[Excerpts from a dataset]
....................
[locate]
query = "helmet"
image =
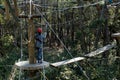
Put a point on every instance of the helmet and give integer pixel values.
(39, 30)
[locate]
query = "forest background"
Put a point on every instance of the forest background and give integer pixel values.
(82, 30)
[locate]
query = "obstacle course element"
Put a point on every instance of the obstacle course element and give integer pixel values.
(116, 35)
(24, 65)
(92, 54)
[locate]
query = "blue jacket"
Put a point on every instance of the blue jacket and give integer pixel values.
(39, 40)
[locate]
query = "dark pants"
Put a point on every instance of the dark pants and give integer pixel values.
(39, 55)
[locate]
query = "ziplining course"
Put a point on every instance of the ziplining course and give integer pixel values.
(32, 63)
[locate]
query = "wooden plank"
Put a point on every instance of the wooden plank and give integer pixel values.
(98, 51)
(67, 61)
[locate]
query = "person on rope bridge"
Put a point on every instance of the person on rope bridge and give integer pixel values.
(110, 1)
(39, 44)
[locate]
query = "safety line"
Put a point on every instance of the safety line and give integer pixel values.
(62, 43)
(76, 7)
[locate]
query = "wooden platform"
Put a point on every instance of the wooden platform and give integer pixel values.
(116, 35)
(24, 65)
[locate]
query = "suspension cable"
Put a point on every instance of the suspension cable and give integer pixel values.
(62, 43)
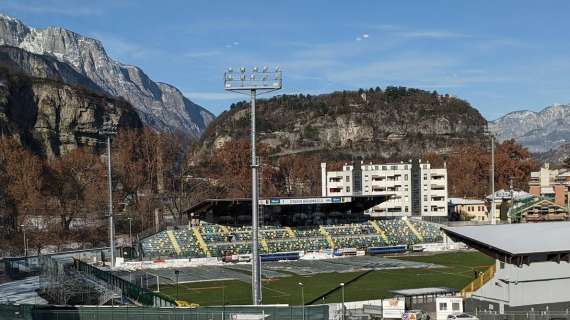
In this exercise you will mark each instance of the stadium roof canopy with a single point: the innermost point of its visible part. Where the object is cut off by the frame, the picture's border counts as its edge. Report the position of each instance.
(286, 211)
(437, 291)
(517, 244)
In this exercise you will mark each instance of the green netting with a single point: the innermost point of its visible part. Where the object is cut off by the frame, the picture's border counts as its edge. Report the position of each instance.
(35, 312)
(129, 289)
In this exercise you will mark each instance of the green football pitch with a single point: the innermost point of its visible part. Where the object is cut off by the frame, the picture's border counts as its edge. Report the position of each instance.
(457, 271)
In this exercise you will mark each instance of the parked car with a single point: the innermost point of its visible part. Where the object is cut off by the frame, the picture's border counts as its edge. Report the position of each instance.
(415, 315)
(462, 316)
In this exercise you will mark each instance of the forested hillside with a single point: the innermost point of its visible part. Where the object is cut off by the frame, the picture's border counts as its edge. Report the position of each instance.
(395, 123)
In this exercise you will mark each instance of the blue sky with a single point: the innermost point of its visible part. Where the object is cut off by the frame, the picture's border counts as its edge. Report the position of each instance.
(499, 55)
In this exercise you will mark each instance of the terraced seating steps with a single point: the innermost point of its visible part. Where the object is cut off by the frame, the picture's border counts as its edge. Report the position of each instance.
(217, 240)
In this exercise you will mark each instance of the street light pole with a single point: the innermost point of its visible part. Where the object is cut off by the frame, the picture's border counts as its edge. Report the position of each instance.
(177, 292)
(494, 205)
(25, 242)
(302, 298)
(108, 131)
(252, 83)
(130, 231)
(342, 298)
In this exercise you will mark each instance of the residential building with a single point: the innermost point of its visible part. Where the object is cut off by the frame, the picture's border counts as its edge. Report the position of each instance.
(540, 210)
(503, 202)
(468, 209)
(417, 190)
(551, 184)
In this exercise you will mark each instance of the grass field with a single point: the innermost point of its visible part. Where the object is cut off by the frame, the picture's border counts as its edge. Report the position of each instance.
(458, 272)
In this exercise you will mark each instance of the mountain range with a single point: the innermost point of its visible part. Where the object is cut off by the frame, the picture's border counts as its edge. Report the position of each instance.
(542, 131)
(159, 105)
(394, 123)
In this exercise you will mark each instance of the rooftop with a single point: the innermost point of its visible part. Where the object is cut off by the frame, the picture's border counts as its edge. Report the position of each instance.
(463, 201)
(517, 243)
(424, 291)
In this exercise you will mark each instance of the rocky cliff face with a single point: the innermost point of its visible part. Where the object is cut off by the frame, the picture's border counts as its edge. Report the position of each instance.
(160, 105)
(41, 66)
(53, 118)
(539, 131)
(395, 123)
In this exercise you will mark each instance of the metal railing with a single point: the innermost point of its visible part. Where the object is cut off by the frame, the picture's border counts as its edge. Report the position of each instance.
(129, 289)
(47, 312)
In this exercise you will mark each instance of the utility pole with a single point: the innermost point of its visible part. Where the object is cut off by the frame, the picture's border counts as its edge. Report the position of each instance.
(252, 83)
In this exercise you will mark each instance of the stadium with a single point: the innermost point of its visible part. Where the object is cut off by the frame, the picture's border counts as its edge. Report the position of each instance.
(325, 246)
....................
__Task requirements__: Check every line above for the string "query", and copy the ones that have it.

__Response to the task__:
query = "helmet"
query = "forest background"
query = "obstacle course element"
query = "blue jacket"
query = "dark pants"
query = "ziplining course"
query = "wooden plank"
query = "person on rope bridge"
query = "safety line"
query = "wooden platform"
query = "suspension cable"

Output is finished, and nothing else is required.